What to do » Write out every line of the data below without altering a single character.

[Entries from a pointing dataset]
+++
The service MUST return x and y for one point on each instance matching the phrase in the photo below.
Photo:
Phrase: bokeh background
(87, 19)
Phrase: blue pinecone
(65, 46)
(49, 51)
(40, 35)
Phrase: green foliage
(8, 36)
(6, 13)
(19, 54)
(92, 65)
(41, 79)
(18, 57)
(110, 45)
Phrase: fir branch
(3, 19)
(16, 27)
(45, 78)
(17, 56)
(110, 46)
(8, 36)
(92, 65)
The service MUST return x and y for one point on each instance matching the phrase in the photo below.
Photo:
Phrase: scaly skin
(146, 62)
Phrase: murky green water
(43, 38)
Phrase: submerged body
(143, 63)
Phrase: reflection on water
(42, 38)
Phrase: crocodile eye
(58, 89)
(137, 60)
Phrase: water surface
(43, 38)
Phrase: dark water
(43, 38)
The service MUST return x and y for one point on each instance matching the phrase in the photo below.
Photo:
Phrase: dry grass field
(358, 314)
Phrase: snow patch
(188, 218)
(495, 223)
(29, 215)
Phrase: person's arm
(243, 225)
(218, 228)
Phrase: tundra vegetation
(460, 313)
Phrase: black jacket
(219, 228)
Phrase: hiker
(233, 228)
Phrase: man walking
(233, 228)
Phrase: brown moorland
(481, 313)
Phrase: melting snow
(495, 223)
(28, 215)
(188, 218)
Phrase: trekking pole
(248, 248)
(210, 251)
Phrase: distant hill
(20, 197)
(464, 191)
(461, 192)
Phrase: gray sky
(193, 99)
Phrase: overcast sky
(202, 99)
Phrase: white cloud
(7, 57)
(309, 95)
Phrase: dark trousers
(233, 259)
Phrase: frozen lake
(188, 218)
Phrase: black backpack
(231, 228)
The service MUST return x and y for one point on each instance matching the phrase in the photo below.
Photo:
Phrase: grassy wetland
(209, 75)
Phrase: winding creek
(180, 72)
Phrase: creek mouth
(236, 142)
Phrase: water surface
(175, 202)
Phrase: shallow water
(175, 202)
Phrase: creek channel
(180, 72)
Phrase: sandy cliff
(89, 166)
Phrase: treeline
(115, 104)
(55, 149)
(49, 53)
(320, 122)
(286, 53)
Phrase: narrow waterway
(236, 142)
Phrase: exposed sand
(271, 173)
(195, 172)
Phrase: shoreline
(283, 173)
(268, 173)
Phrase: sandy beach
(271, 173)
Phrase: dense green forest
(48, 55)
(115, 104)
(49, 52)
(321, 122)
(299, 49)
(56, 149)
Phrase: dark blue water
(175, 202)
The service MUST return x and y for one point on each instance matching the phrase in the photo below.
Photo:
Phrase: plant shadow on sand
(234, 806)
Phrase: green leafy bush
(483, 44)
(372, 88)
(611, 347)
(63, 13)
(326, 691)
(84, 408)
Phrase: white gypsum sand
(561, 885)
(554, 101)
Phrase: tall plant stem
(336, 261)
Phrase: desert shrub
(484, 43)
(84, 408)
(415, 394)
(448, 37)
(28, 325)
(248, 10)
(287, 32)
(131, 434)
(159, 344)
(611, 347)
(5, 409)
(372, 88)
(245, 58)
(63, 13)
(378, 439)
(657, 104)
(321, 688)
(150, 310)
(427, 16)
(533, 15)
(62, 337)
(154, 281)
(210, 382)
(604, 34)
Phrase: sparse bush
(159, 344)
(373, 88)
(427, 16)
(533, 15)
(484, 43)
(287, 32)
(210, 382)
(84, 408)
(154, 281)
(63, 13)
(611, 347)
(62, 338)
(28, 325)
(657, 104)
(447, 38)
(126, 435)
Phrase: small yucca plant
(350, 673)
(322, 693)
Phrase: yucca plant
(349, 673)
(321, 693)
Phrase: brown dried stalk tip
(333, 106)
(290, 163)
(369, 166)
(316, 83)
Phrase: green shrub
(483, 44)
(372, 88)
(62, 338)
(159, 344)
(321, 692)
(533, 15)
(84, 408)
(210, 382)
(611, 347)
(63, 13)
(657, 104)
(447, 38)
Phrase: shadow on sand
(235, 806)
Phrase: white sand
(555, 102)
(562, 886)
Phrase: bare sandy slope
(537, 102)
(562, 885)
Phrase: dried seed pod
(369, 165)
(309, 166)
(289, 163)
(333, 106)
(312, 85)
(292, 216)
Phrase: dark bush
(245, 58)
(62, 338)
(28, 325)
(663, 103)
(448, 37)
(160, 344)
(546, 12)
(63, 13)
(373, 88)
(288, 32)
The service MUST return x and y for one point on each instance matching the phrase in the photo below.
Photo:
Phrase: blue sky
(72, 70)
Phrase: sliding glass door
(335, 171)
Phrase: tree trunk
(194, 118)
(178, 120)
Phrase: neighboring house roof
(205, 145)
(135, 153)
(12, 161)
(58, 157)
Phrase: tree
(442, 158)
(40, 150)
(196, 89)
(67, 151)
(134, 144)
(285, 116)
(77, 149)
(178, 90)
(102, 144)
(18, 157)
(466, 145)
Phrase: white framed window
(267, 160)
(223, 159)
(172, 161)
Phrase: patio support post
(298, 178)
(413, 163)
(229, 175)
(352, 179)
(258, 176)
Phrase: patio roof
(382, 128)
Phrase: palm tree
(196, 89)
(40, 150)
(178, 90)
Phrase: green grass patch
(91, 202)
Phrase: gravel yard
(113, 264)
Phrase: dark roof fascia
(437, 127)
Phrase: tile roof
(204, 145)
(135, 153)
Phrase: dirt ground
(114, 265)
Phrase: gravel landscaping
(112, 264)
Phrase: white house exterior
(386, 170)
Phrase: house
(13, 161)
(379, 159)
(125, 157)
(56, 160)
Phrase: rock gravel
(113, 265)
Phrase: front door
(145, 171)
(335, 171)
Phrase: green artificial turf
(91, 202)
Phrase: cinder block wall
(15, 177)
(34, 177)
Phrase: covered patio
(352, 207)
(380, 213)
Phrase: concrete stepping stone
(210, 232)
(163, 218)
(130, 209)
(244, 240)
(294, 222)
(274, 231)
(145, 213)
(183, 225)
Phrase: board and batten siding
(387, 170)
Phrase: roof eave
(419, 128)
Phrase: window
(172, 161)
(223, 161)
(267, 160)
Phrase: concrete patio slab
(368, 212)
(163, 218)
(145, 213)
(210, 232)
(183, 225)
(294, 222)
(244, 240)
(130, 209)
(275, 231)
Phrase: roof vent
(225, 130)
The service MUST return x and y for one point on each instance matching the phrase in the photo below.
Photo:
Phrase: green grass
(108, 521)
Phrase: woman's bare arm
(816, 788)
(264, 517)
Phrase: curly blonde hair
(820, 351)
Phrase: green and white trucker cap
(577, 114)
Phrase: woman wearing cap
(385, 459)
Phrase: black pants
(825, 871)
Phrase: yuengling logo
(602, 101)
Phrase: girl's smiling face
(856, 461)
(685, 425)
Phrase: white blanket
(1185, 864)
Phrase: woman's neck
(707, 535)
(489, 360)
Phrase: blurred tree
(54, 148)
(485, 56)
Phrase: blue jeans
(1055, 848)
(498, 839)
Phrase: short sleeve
+++
Answer below »
The service MUST return x and y for one point on each instance matching the phrase in the photo below.
Photo:
Phrase: bokeh background
(87, 19)
Phrase: blue pinecone
(65, 46)
(49, 51)
(40, 35)
Phrase: green foliage
(8, 36)
(6, 13)
(19, 54)
(92, 65)
(41, 79)
(18, 57)
(110, 45)
Phrase: fir branch
(3, 19)
(16, 27)
(45, 78)
(17, 56)
(110, 46)
(8, 36)
(92, 65)
The service MUST return x and y for one point on each instance matching the phrase in the photo below.
Photo:
Phrase: scaly skin
(146, 62)
Phrase: murky green water
(43, 38)
Phrase: submerged body
(143, 63)
Phrase: reflection on water
(42, 38)
Phrase: crocodile eye
(58, 89)
(137, 60)
Phrase: water surface
(43, 38)
Phrase: dark water
(43, 38)
The service MUST return x and y for one point on each instance matching the phrase in the photo below.
Photo:
Phrase: dry grass field
(358, 314)
Phrase: snow patch
(188, 218)
(495, 223)
(29, 215)
Phrase: person's arm
(243, 225)
(218, 228)
Phrase: tundra vegetation
(460, 313)
Phrase: black jacket
(219, 228)
Phrase: hiker
(233, 228)
Phrase: man walking
(233, 228)
Phrase: brown moorland
(481, 313)
Phrase: melting snow
(495, 223)
(28, 215)
(188, 218)
Phrase: trekking pole
(248, 248)
(210, 251)
Phrase: distant hill
(20, 197)
(464, 191)
(461, 192)
Phrase: gray sky
(193, 99)
Phrase: overcast sky
(202, 99)
Phrase: white cloud
(7, 57)
(309, 95)
Phrase: dark trousers
(233, 259)
Phrase: frozen lake
(188, 218)
Phrase: black backpack
(231, 228)
The service MUST return x and y for one point on each instance matching the phrase in the photo below.
Photo:
Phrase: grassy wetland
(209, 75)
Phrase: winding creek
(180, 72)
Phrase: creek mouth
(236, 142)
Phrase: water surface
(175, 202)
Phrase: shallow water
(175, 202)
Phrase: creek channel
(180, 72)
Phrase: sandy cliff
(89, 166)
Phrase: treeline
(115, 104)
(55, 149)
(49, 53)
(320, 122)
(286, 53)
Phrase: narrow waterway
(236, 142)
Phrase: exposed sand
(271, 173)
(195, 172)
Phrase: shoreline
(283, 173)
(268, 173)
Phrase: sandy beach
(271, 173)
Phrase: dense green forest
(48, 55)
(115, 104)
(49, 52)
(321, 122)
(299, 49)
(56, 149)
Phrase: dark blue water
(175, 202)
The service MUST return x and y for one point on each instance matching the phrase in the photo below.
Photo:
Phrase: plant shadow on sand
(234, 806)
Phrase: green leafy bush
(483, 44)
(372, 88)
(611, 347)
(63, 13)
(326, 691)
(84, 408)
Phrase: white gypsum sand
(561, 885)
(554, 101)
Phrase: tall plant stem
(336, 261)
Phrase: desert shrub
(484, 43)
(84, 408)
(415, 394)
(448, 37)
(28, 325)
(248, 10)
(287, 32)
(131, 434)
(159, 344)
(611, 347)
(5, 409)
(372, 88)
(245, 58)
(63, 13)
(378, 439)
(657, 104)
(321, 688)
(150, 310)
(427, 16)
(533, 15)
(62, 337)
(154, 281)
(210, 382)
(604, 34)
Phrase: sparse bush
(159, 344)
(373, 88)
(427, 16)
(533, 15)
(484, 43)
(287, 32)
(210, 382)
(84, 408)
(154, 281)
(63, 13)
(611, 347)
(62, 338)
(28, 325)
(657, 104)
(447, 38)
(126, 435)
Phrase: small yucca plant
(350, 673)
(322, 693)
Phrase: yucca plant
(349, 673)
(321, 693)
Phrase: brown dried stalk tip
(333, 106)
(290, 163)
(369, 166)
(316, 83)
Phrase: green shrub
(483, 44)
(372, 88)
(62, 338)
(159, 344)
(321, 692)
(533, 15)
(84, 408)
(210, 382)
(611, 347)
(63, 13)
(657, 104)
(447, 38)
Phrase: shadow on sand
(235, 806)
Phrase: white sand
(555, 102)
(562, 886)
Phrase: bare sandy slope
(537, 102)
(562, 885)
Phrase: dried seed pod
(369, 165)
(309, 166)
(289, 163)
(333, 106)
(312, 85)
(292, 216)
Phrase: dark bush
(245, 58)
(62, 338)
(28, 325)
(663, 103)
(448, 37)
(160, 344)
(546, 12)
(63, 13)
(373, 88)
(288, 32)
The service MUST return x and y for one point on each instance matching the phrase in the photo below.
Photo:
Phrase: blue sky
(72, 70)
Phrase: sliding glass door
(335, 171)
Phrase: tree trunk
(194, 118)
(178, 120)
Phrase: neighboring house roof
(205, 145)
(135, 153)
(12, 161)
(58, 157)
Phrase: tree
(442, 158)
(40, 150)
(196, 89)
(67, 151)
(134, 144)
(285, 116)
(77, 149)
(178, 90)
(102, 144)
(18, 157)
(466, 145)
Phrase: white framed window
(267, 160)
(223, 159)
(172, 161)
Phrase: patio support post
(298, 178)
(413, 163)
(229, 175)
(352, 179)
(258, 176)
Phrase: patio roof
(382, 128)
Phrase: palm tree
(196, 89)
(40, 150)
(178, 90)
Phrase: green grass patch
(91, 202)
Phrase: gravel yard
(113, 264)
Phrase: dark roof fascia
(437, 127)
Phrase: tile roof
(204, 145)
(135, 153)
Phrase: dirt ground
(114, 265)
Phrase: gravel landscaping
(112, 264)
Phrase: white house exterior
(386, 170)
Phrase: house
(13, 161)
(379, 159)
(125, 157)
(56, 160)
Phrase: rock gravel
(113, 265)
Phrase: front door
(145, 171)
(335, 171)
Phrase: green artificial turf
(91, 202)
Phrase: cinder block wall
(15, 177)
(34, 177)
Phrase: covered patio
(352, 207)
(380, 213)
Phrase: concrete stepping stone
(210, 232)
(163, 218)
(130, 209)
(244, 240)
(294, 222)
(274, 231)
(145, 213)
(183, 225)
Phrase: board and batten siding
(387, 170)
Phrase: roof eave
(419, 128)
Phrase: window
(172, 161)
(223, 161)
(267, 160)
Phrase: concrete patio slab
(368, 212)
(163, 218)
(145, 213)
(210, 232)
(183, 225)
(294, 222)
(244, 240)
(130, 209)
(275, 231)
Phrase: roof vent
(225, 130)
The service MUST return x and y for one point on each instance matching the phrase in the photo below.
Photo:
Phrase: green grass
(108, 521)
Phrase: woman's bare arm
(816, 788)
(264, 517)
Phrase: curly blonde hair
(820, 351)
Phrase: green and white trucker cap
(577, 114)
Phrase: woman wearing cap
(385, 459)
Phrase: black pants
(825, 871)
Phrase: yuengling logo
(602, 101)
Phrase: girl's smiling face
(856, 461)
(685, 425)
Phrase: white blanket
(1185, 864)
Phrase: woman's neck
(707, 535)
(489, 360)
Phrase: blurred tree
(54, 148)
(485, 56)
Phrase: blue jeans
(1055, 848)
(498, 839)
Phrase: short sleeve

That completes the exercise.